[Some records]
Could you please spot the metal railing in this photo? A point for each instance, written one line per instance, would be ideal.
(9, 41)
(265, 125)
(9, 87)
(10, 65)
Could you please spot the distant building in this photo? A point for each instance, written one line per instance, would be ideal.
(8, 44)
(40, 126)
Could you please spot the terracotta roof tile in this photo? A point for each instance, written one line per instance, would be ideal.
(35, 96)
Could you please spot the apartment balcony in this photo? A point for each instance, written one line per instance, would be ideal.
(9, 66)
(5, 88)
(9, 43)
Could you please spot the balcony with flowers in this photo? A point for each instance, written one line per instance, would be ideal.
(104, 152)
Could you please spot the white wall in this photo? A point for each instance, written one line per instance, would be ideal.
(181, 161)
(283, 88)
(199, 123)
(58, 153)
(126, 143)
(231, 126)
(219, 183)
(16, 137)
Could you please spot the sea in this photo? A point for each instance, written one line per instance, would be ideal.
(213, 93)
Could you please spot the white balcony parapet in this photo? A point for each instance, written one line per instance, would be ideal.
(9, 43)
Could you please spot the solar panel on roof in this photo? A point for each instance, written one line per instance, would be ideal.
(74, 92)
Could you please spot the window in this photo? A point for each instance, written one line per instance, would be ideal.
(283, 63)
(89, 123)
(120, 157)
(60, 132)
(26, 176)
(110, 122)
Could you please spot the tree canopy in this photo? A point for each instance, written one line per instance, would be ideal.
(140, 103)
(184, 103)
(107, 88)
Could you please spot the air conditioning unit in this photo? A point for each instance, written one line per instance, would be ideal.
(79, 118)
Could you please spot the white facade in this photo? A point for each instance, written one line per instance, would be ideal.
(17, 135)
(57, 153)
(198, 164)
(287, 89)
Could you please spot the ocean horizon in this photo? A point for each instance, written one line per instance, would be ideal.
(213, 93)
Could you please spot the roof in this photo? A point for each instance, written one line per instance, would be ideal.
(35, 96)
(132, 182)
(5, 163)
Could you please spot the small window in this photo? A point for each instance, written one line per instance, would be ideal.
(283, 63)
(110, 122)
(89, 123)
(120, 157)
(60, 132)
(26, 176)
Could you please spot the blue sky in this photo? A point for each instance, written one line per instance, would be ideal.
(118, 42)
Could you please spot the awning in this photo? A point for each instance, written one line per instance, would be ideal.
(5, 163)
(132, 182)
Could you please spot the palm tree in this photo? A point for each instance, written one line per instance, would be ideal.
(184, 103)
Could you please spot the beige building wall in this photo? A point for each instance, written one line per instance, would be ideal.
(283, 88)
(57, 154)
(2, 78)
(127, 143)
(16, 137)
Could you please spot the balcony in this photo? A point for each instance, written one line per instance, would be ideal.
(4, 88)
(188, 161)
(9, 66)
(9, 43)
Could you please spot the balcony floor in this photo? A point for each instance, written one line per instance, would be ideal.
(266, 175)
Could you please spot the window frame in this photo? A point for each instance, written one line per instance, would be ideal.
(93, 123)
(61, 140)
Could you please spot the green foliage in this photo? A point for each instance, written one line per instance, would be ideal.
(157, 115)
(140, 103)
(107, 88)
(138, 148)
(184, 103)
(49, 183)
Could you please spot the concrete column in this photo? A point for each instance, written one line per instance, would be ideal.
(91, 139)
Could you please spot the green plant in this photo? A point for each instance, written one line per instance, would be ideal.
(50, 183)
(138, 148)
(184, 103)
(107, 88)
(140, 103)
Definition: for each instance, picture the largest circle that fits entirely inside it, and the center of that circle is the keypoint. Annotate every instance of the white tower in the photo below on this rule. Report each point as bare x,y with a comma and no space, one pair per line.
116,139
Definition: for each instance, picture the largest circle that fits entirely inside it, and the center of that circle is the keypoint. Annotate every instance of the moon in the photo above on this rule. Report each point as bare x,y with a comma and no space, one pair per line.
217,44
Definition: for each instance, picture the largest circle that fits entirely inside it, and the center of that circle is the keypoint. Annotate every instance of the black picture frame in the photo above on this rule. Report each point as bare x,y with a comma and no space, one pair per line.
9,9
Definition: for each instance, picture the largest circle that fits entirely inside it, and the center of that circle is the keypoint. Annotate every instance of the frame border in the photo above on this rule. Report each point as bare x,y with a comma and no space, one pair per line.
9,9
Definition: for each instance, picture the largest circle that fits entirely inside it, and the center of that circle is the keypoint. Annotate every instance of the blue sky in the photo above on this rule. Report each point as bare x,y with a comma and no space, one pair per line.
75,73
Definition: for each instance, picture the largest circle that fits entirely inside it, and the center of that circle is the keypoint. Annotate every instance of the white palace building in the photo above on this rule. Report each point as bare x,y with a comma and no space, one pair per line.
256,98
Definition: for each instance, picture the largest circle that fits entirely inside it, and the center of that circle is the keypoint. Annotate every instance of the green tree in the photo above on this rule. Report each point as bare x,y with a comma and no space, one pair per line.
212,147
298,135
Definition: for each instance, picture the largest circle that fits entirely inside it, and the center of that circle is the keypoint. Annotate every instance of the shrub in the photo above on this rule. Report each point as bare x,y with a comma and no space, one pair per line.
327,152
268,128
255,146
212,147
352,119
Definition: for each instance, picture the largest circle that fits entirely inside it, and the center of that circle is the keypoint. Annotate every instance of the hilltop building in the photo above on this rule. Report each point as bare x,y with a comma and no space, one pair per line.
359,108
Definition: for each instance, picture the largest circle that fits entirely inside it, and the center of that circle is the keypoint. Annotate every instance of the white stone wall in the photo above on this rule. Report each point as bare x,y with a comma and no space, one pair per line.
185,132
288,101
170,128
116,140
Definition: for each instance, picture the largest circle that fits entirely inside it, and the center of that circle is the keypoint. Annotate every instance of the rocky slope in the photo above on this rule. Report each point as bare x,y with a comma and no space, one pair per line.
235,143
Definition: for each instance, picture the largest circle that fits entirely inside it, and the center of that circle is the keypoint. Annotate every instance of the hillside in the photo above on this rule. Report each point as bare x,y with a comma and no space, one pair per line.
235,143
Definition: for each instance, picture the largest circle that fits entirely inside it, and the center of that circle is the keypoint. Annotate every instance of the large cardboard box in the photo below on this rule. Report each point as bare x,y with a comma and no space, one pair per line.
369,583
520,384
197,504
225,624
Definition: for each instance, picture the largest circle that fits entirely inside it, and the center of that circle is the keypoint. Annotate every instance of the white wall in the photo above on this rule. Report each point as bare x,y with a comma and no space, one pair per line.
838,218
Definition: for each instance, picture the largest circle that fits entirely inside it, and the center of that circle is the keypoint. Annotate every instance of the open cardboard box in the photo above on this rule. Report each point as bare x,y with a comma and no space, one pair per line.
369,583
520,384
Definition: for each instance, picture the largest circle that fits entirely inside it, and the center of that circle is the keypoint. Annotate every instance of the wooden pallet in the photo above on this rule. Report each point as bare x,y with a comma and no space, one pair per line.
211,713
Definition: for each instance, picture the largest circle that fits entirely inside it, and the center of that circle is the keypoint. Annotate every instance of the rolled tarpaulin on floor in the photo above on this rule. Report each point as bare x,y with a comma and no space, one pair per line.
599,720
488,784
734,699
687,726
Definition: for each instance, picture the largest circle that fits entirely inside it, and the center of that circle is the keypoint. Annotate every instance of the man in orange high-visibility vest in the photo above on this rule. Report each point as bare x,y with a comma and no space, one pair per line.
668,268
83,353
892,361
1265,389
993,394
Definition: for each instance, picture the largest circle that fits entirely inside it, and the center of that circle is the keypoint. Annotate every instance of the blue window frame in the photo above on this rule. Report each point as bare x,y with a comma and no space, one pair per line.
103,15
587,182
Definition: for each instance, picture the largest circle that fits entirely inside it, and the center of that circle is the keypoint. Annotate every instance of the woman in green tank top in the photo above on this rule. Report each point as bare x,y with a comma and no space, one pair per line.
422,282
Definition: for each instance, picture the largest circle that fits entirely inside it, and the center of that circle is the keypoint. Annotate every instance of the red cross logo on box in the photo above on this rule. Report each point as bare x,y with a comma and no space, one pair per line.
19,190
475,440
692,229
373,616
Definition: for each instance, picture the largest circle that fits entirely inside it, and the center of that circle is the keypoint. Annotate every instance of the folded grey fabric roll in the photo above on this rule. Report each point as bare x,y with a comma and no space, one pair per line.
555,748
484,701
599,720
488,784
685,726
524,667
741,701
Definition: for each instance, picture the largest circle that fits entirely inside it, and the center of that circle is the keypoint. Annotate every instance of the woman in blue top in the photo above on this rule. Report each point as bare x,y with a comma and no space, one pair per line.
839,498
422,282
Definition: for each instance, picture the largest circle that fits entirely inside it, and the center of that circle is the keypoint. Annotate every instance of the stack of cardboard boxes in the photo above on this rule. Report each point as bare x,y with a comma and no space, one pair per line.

**Written exercise**
All lines from the one containing "the blue window" through the end of the records, both ends included, are to be quoted exactly; please add nothing else.

**Solution to this exercise**
Definition: for each instance, picture the largest circle that fits entirely inside it, and the center of that circle is the keypoint. Annotate every instance of the blue window frame in the photo above on this rule. Report each point as bare x,y with a comma and no space, one pair per line.
103,15
587,182
Definition: for each instance, picture the largest circle that fits entirely inside it, and the center of that circle is the keypoint. Annotate every instance of the woman in green tank top in the photo above on this rule. Report each point as bare x,y with a comma and no space, one pair per line.
422,282
Definition: for each instance, picture the largest circle that fits entirely inside it, and the center of that circle is the keypoint. Annotate every instance of the red cross logo on box in the photo above on this rule. Report each point as bare x,y with a comma and no space, one pair per line.
19,190
475,440
692,229
373,616
Definition: for each instance, picture the largest circle that fits entirely inside it, and the center of that circle is the keypoint. Annotate every instance of the folded grey fabric roll in the photo above on this rule. Report each point as bare x,y with a comma and no space, one pair per line.
555,748
484,701
599,720
488,784
685,726
524,667
741,701
Definition: for each instance, picture the largest circle that fits entirely inside it, and the center of that circle is the keypoint. Annotate every instance of the woman in blue top in the photo above on this rule. Report each point as bare x,y with a comma and no space, one pair per line.
839,498
422,282
Definition: for each instance, picture the largest circle that fits entirely inside it, and the center of that circle is the keypoint. Annotate every instance of the stack of cardboard boxes in the photo above on this rule. Report each point as bare x,y with a comma and no space, one pair per line.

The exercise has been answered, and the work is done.